[Material for this task]

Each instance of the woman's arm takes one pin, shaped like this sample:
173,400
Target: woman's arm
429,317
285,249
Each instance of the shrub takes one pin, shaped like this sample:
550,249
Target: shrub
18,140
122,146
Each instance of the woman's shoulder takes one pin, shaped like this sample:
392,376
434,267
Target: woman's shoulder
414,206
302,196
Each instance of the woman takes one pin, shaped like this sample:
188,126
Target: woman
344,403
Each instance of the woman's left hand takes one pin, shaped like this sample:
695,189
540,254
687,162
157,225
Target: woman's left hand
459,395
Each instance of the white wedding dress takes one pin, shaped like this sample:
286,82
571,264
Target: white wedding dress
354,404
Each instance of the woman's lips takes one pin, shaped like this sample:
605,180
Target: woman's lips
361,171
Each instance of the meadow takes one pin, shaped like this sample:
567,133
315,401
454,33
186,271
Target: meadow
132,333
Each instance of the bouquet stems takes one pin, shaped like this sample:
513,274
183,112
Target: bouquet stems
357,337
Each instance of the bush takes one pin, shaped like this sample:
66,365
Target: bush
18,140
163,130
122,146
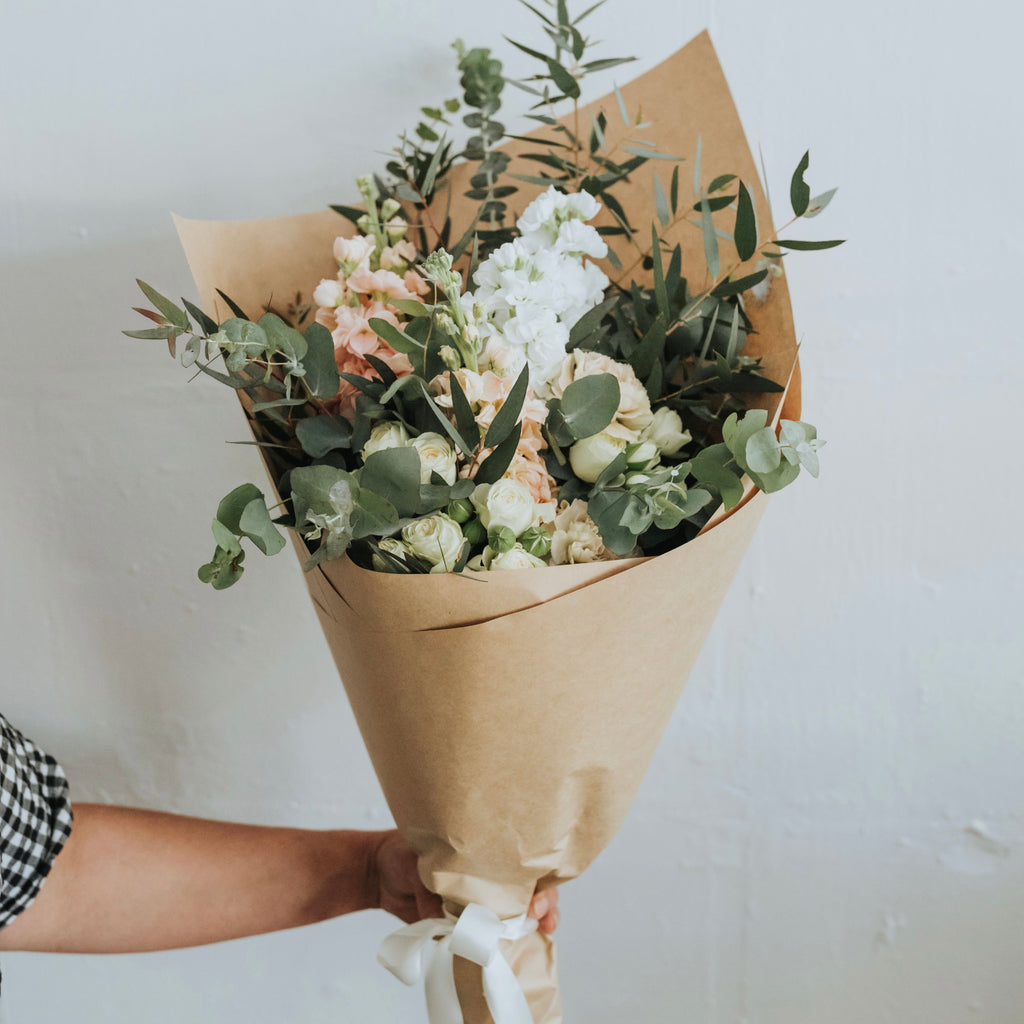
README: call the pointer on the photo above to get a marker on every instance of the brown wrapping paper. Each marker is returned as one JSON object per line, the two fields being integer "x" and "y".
{"x": 510, "y": 717}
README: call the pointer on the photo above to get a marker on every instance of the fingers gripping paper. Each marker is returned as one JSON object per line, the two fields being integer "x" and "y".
{"x": 511, "y": 718}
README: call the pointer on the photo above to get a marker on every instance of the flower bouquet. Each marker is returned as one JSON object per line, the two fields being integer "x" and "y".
{"x": 540, "y": 372}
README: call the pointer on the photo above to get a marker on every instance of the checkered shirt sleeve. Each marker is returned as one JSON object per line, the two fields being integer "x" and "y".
{"x": 35, "y": 819}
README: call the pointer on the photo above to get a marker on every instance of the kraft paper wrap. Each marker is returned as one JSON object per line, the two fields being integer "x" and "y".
{"x": 511, "y": 717}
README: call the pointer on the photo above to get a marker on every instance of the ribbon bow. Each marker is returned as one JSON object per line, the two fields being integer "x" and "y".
{"x": 474, "y": 936}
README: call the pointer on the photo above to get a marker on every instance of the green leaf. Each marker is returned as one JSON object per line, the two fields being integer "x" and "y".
{"x": 744, "y": 233}
{"x": 763, "y": 452}
{"x": 590, "y": 403}
{"x": 396, "y": 338}
{"x": 232, "y": 505}
{"x": 322, "y": 371}
{"x": 507, "y": 417}
{"x": 650, "y": 348}
{"x": 373, "y": 514}
{"x": 715, "y": 467}
{"x": 152, "y": 333}
{"x": 411, "y": 307}
{"x": 721, "y": 181}
{"x": 464, "y": 418}
{"x": 660, "y": 203}
{"x": 255, "y": 523}
{"x": 710, "y": 239}
{"x": 808, "y": 246}
{"x": 321, "y": 434}
{"x": 394, "y": 474}
{"x": 171, "y": 312}
{"x": 800, "y": 194}
{"x": 607, "y": 509}
{"x": 728, "y": 288}
{"x": 561, "y": 78}
{"x": 493, "y": 468}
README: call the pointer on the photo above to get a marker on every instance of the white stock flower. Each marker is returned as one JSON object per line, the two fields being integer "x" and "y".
{"x": 385, "y": 435}
{"x": 577, "y": 538}
{"x": 507, "y": 503}
{"x": 578, "y": 239}
{"x": 543, "y": 218}
{"x": 436, "y": 539}
{"x": 516, "y": 558}
{"x": 538, "y": 333}
{"x": 666, "y": 430}
{"x": 436, "y": 456}
{"x": 591, "y": 456}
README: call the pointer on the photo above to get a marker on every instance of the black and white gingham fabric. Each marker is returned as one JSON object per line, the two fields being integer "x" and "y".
{"x": 35, "y": 819}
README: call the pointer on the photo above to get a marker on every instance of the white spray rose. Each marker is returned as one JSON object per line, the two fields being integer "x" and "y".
{"x": 507, "y": 503}
{"x": 666, "y": 430}
{"x": 436, "y": 539}
{"x": 516, "y": 558}
{"x": 329, "y": 293}
{"x": 591, "y": 456}
{"x": 385, "y": 435}
{"x": 436, "y": 456}
{"x": 577, "y": 538}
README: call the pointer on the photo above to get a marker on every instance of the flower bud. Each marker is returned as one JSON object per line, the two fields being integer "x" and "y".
{"x": 461, "y": 510}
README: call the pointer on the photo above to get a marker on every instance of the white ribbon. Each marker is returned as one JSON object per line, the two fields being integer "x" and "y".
{"x": 474, "y": 936}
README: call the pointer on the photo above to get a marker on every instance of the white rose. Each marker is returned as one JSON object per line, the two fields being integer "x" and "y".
{"x": 516, "y": 558}
{"x": 634, "y": 406}
{"x": 577, "y": 538}
{"x": 436, "y": 539}
{"x": 385, "y": 435}
{"x": 436, "y": 456}
{"x": 507, "y": 503}
{"x": 329, "y": 293}
{"x": 592, "y": 456}
{"x": 666, "y": 430}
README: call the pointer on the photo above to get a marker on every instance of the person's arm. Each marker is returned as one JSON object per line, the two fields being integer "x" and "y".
{"x": 132, "y": 881}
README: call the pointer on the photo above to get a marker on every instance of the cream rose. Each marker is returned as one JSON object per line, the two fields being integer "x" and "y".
{"x": 591, "y": 456}
{"x": 436, "y": 456}
{"x": 385, "y": 435}
{"x": 436, "y": 539}
{"x": 666, "y": 430}
{"x": 634, "y": 406}
{"x": 577, "y": 538}
{"x": 516, "y": 558}
{"x": 507, "y": 503}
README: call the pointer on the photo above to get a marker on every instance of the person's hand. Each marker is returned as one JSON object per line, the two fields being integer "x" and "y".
{"x": 395, "y": 886}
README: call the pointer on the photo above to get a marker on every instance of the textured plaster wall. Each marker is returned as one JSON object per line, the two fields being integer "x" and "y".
{"x": 832, "y": 829}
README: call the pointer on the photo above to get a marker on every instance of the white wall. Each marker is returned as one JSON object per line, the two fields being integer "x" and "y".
{"x": 832, "y": 829}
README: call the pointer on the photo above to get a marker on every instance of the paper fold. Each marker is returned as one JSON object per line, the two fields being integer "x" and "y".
{"x": 511, "y": 718}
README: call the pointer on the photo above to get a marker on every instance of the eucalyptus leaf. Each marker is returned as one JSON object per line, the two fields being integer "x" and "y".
{"x": 589, "y": 404}
{"x": 255, "y": 523}
{"x": 800, "y": 194}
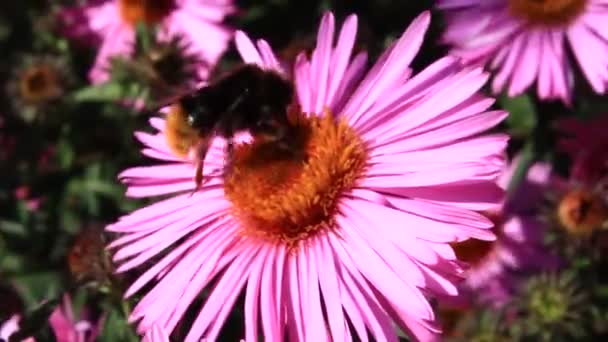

[/Material for this task]

§ **Work task**: Copy the lines above exactly. Do not include pictures.

§ **Solution to the exercise**:
Each instance of the woman's arm takes one pin, shaped like this sample:
173,400
Target: woman's arm
429,317
285,249
Each instance of the shrub takes one pin, shaped like this sample:
550,249
Target: shrub
18,140
122,146
Each instance of the woman's shoulder takes one pin, shaped like this sample:
392,376
434,267
Target: woman's shoulder
414,206
302,196
Each instance of the woman takes one pin, shaped like this sample:
188,126
Target: woman
344,403
Each instance of the woman's left hand takes one pin, shaped like this sample:
695,189
540,254
687,162
157,225
Target: woman's left hand
459,395
Each instance of the white wedding dress takes one pin, shaped like this sample:
286,82
571,264
Target: white wedding dress
354,404
Each instance of the woman's lips takes one pin, shaped like this sample:
605,180
Target: woman's lips
361,171
Each instance of the meadow takes one pin, shaped like this sample:
567,133
315,401
454,33
186,271
Target: meadow
132,333
Each instance of the bouquet stems takes one pin, shaped like this sample:
513,274
183,112
Target: bouquet stems
357,337
Each instance of the bush takes one pin, shaped like this sample:
66,365
Target: bush
18,140
163,130
122,146
README: call the pointer on the photo above to get a marker on every instance of the brown wrapping paper. Each marker is returned as one JSON object per line, the two fields being integer "x" and "y".
{"x": 510, "y": 717}
README: call the pointer on the photo above to get a marker on every instance of the fingers gripping paper. Each marker is returned as one JSON object per line, the two fields being integer "x" and "y".
{"x": 511, "y": 718}
README: call the pointer on the photo above to get a marker on every instance of the flower bouquet. Each marker is returned as one JSON object per line, the two fields being integer "x" and "y".
{"x": 540, "y": 372}
README: call the pointer on the photo above to get a marker on every instance of the checkered shirt sleeve. Each marker is returned as one JSON object per line, the two fields being integer "x" and "y".
{"x": 35, "y": 819}
README: call the pointer on the photo above to get a marker on every instance of the kraft paper wrap. Each marker is returned as one JSON object per line, the two fields being integer "x" and "y".
{"x": 511, "y": 717}
README: call the pointer on the photo above to get a marker on every instance of the ribbon bow. Each marker is returned as one JSON object per line, the two fields being integer "x" and "y".
{"x": 474, "y": 936}
README: call the pointer on the photo above to get a marker on every instance of the green leaf. Each marker is returned as one JSON object per line, the two fields being integer "x" and "y".
{"x": 744, "y": 233}
{"x": 763, "y": 452}
{"x": 590, "y": 403}
{"x": 396, "y": 338}
{"x": 232, "y": 505}
{"x": 322, "y": 371}
{"x": 507, "y": 417}
{"x": 650, "y": 348}
{"x": 373, "y": 514}
{"x": 715, "y": 467}
{"x": 152, "y": 333}
{"x": 411, "y": 307}
{"x": 721, "y": 181}
{"x": 464, "y": 418}
{"x": 660, "y": 203}
{"x": 255, "y": 523}
{"x": 710, "y": 239}
{"x": 808, "y": 246}
{"x": 321, "y": 434}
{"x": 394, "y": 474}
{"x": 171, "y": 312}
{"x": 800, "y": 194}
{"x": 607, "y": 509}
{"x": 728, "y": 288}
{"x": 561, "y": 78}
{"x": 493, "y": 468}
README: call the pointer on the photo above to get a marker on every instance of the white stock flower. Each marker is returned as one JSON object per line, the two fields being integer "x" and "y".
{"x": 385, "y": 435}
{"x": 577, "y": 538}
{"x": 507, "y": 503}
{"x": 578, "y": 239}
{"x": 543, "y": 218}
{"x": 436, "y": 539}
{"x": 516, "y": 558}
{"x": 538, "y": 333}
{"x": 666, "y": 430}
{"x": 436, "y": 456}
{"x": 591, "y": 456}
README: call the pointer on the photo above to get a marker on every instance of the black and white gingham fabric. Each marker is returned as one JSON object per line, the two fields being integer "x" and "y".
{"x": 35, "y": 819}
README: call the pointer on the photo above to get a marker on every instance of the white spray rose. Each marker is returned as one JSON object per line, the two fields being integer "x" and "y".
{"x": 507, "y": 503}
{"x": 666, "y": 430}
{"x": 436, "y": 539}
{"x": 516, "y": 558}
{"x": 329, "y": 293}
{"x": 591, "y": 456}
{"x": 385, "y": 435}
{"x": 436, "y": 456}
{"x": 577, "y": 538}
README: call the pointer on the photo above to get a marker on every instance of the flower bud. Each marker is returned as one JSON object per line, the two fields being integer "x" and "y".
{"x": 461, "y": 510}
README: call the pointer on the photo above to get a marker on every instance of the white ribbon. Each marker is returned as one JSON object per line, the two fields being integer "x" and "y".
{"x": 474, "y": 936}
README: call the pointer on the photo above to get a marker on every instance of the white rose. Each marker is returned as one JSON object per line, the two fields being integer "x" and "y".
{"x": 516, "y": 558}
{"x": 634, "y": 406}
{"x": 577, "y": 538}
{"x": 436, "y": 539}
{"x": 385, "y": 435}
{"x": 436, "y": 456}
{"x": 507, "y": 503}
{"x": 329, "y": 293}
{"x": 592, "y": 456}
{"x": 666, "y": 430}
README: call the pointer on the photo above to get a marker on every instance of the person's arm. Each marker is returned as one JSON object per line, the two fields being integer "x" and "y".
{"x": 132, "y": 881}
README: call the pointer on the photo above to get a marker on every instance of the cream rose. Each marker is returned as one JSON object per line, the two fields being integer "x" and "y".
{"x": 591, "y": 456}
{"x": 436, "y": 456}
{"x": 385, "y": 435}
{"x": 436, "y": 539}
{"x": 666, "y": 430}
{"x": 634, "y": 406}
{"x": 577, "y": 538}
{"x": 516, "y": 558}
{"x": 507, "y": 503}
README: call the pointer on the photo above to get a marker on every instance of the person's hand. Each marker is returned as one JSON object per line, the two fields being integer "x" and "y".
{"x": 395, "y": 886}
README: call the pointer on the photo above to get a marker on every instance of the textured plaster wall. Each marker is returned as one JSON object per line, the two fields being integer "x" and "y".
{"x": 832, "y": 829}
README: call the pointer on the photo above to get a marker on every instance of the white wall. Each marker is returned as one JSON object per line, the two fields being integer "x" and "y".
{"x": 832, "y": 829}
README: call the pointer on the photo above to get a marker on every instance of the paper fold. Each marker is returned as one JSON object per line, the two fields being integer "x" and "y".
{"x": 511, "y": 718}
README: call the pointer on the photo above to get a marker on every instance of the eucalyptus leaf. Each marker is returned as one JSON object per line, the two fields being integer "x" and "y".
{"x": 589, "y": 404}
{"x": 255, "y": 523}
{"x": 800, "y": 194}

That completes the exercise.